#### Document section:
[Start of Attachment]
The African Wildlife Foundation, Frankfurt Zoological Society, Panthera, and the Wildlife Conservation Society all operate programmes in Zambia that include anti-poaching components relevant to pangolin protection, though none has made pangolins a primary focus. The Zambia chapter of the Conservation Lower Zambezi initiative has worked to improve ranger capacity and community engagement in one of the country's most wildlife-rich landscapes, and some of this work has broader relevance to pangolin protection in the area.
Connectivity and Transboundary Conservation
Zambia is a founding participant in the Kavango-Zambezi Transfrontier Conservation Area (KAZA), the world's largest transfrontier conservation landscape, which encompasses wildlife areas across Zambia, Zimbabwe, Botswana, Namibia, and Angola. KAZA's management framework emphasises wildlife connectivity, joint anti-poaching operations, and transboundary law enforcement cooperation. Pangolins moving between the Zambian and Zimbabwean components of the Hwange-Kafue-Chobe corridor are formally protected across the full landscape under KAZA's coordinated management framework, which represents a genuine structural advantage for species conservation relative to landscapes managed purely within national boundaries.
The Liuwa Plain National Park in western Zambia, adjacent to the Angolan border and managed in partnership with African Parks, represents another connectivity node. African Parks' management model—which combines professional ranger capacity, community engagement, and conservation science—has shown effectiveness in rebuilding wildlife populations in severely degraded landscapes, and Liuwa Plain's recovery has included benefits for multiple species beyond the flagship wildebeest migration. The broader question of whether this model can be extended to more landscapes in Zambia where pangolins are under pressure is one of the key variables in the country's conservation trajectory.
[End of Attachment]
#### Extracted information:
[Start of Attachment]
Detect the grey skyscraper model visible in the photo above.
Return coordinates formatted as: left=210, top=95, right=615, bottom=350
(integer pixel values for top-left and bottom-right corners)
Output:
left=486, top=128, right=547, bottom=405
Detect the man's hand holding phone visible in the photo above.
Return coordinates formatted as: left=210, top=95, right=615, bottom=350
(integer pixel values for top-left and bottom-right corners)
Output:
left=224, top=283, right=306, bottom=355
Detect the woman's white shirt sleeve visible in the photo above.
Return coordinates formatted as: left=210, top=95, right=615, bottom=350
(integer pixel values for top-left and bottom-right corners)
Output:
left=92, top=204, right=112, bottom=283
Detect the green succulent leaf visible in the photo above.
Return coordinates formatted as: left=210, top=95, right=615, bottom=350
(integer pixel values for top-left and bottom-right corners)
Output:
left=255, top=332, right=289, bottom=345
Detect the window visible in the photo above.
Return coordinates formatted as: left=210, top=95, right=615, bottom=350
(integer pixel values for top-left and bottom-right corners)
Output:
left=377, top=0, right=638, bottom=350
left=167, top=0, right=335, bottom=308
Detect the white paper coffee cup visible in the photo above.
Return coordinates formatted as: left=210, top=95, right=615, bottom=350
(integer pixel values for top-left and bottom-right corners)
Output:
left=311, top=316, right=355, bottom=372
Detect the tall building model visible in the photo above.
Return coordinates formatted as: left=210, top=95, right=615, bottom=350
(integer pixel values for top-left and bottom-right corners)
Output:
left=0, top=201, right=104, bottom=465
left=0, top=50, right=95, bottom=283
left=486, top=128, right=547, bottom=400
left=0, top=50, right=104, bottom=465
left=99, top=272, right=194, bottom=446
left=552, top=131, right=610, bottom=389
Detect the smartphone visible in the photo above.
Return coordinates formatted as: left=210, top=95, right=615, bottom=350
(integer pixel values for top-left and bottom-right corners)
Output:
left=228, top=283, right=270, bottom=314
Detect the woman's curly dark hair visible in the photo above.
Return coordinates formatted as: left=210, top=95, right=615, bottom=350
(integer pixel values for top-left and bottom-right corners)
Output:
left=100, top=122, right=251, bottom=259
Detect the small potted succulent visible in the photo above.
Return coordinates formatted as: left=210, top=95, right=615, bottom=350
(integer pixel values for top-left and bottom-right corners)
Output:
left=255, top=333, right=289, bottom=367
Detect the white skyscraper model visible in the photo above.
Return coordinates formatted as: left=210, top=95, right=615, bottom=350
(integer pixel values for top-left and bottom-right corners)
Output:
[End of Attachment]
#### Work order:
Please repeat the passage on pangolin conservation in Zambia from "Connectivity and Transboundary" up to and including "within national boundaries.", swapping "founding participant" for "founding member". You won't need the records.

#### Result of this exercise:
Connectivity and Transboundary Conservation
Zambia is a founding member in the Kavango-Zambezi Transfrontier Conservation Area (KAZA), the world's largest transfrontier conservation landscape, which encompasses wildlife areas across Zambia, Zimbabwe, Botswana, Namibia, and Angola. KAZA's management framework emphasises wildlife connectivity, joint anti-poaching operations, and transboundary law enforcement cooperation. Pangolins moving between the Zambian and Zimbabwean components of the Hwange-Kafue-Chobe corridor are formally protected across the full landscape under KAZA's coordinated management framework, which represents a genuine structural advantage for species conservation relative to landscapes managed purely within national boundaries.